**TASK STATEMENT:** Rescale the items, starting at the line that contains "Where can you spot the purple" and continuing through the end of the items, and rewrite only those lines, requests included. Multiply every coordinate in the answers by 2.35 and round each result to a whole number, with halves rounded up.

═════ INFORMATION PROVIDED ═════

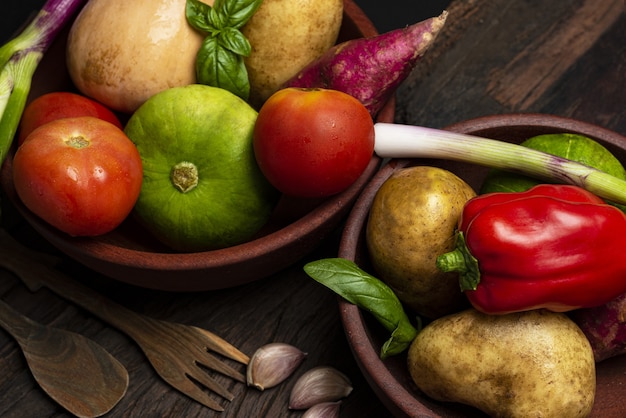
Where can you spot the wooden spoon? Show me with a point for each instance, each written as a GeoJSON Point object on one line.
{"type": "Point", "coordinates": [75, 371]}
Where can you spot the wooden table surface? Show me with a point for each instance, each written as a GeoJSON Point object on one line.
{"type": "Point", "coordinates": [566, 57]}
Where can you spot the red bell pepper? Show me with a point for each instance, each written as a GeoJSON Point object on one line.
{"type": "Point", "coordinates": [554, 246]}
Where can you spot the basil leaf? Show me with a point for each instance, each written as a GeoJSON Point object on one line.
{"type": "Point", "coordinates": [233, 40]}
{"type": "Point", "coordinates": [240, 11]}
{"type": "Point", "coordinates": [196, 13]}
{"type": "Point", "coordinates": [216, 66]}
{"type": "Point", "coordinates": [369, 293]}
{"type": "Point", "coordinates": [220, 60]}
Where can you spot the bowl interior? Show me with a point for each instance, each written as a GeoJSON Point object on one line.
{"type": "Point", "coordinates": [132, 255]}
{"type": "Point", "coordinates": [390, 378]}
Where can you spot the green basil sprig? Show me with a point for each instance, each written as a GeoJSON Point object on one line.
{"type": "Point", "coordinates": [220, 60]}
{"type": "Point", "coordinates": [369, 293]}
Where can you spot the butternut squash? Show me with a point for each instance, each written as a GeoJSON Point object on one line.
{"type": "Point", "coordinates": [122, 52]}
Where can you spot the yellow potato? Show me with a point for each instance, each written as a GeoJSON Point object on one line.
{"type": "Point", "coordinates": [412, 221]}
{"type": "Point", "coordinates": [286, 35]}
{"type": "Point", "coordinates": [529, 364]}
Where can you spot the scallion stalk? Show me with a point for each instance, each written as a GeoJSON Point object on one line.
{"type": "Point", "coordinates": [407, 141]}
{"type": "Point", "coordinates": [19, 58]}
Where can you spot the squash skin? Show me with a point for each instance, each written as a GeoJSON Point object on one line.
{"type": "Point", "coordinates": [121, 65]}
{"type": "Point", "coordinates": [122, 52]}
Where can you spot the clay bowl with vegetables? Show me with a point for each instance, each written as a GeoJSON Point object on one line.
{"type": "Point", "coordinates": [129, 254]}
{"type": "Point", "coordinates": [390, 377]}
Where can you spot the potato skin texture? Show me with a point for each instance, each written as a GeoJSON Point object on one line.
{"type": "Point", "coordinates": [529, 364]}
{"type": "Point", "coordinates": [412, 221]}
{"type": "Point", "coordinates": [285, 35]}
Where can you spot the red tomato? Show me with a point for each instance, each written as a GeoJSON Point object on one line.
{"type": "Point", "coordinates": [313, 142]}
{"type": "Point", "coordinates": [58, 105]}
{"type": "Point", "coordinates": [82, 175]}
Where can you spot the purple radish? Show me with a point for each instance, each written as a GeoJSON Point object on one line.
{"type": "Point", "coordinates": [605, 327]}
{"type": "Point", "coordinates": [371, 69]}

═════

**RESULT BELOW:**
Where can you spot the purple radish? Show me with a point for each instance, each written as a GeoJSON Point object on one line.
{"type": "Point", "coordinates": [1422, 768]}
{"type": "Point", "coordinates": [872, 162]}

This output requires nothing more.